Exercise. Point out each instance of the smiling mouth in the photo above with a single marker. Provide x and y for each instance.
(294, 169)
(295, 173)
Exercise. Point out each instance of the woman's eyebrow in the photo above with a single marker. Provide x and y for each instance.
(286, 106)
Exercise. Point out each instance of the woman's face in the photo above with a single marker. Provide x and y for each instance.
++++++++++
Goal
Convert every line of the records above into a Markdown table with two columns, Row and Text. Number the rows in order and leave out any blank lines.

Reply to the task
| Row | Text |
|---|---|
| 1 | Exercise. Point out each instance of the smiling mouth in the photo above with a single marker. Provide x and y for each instance. |
| 2 | (294, 169) |
| 3 | (295, 173) |
| 4 | Exercise. Point out each instance of the woman's eyebrow in the photo above with a single marker. Provide x and y for each instance. |
| 5 | (286, 106) |
| 6 | Exercise. Point out each instance of the woman's face in the photo above with a single marker. Provide x and y for each instance. |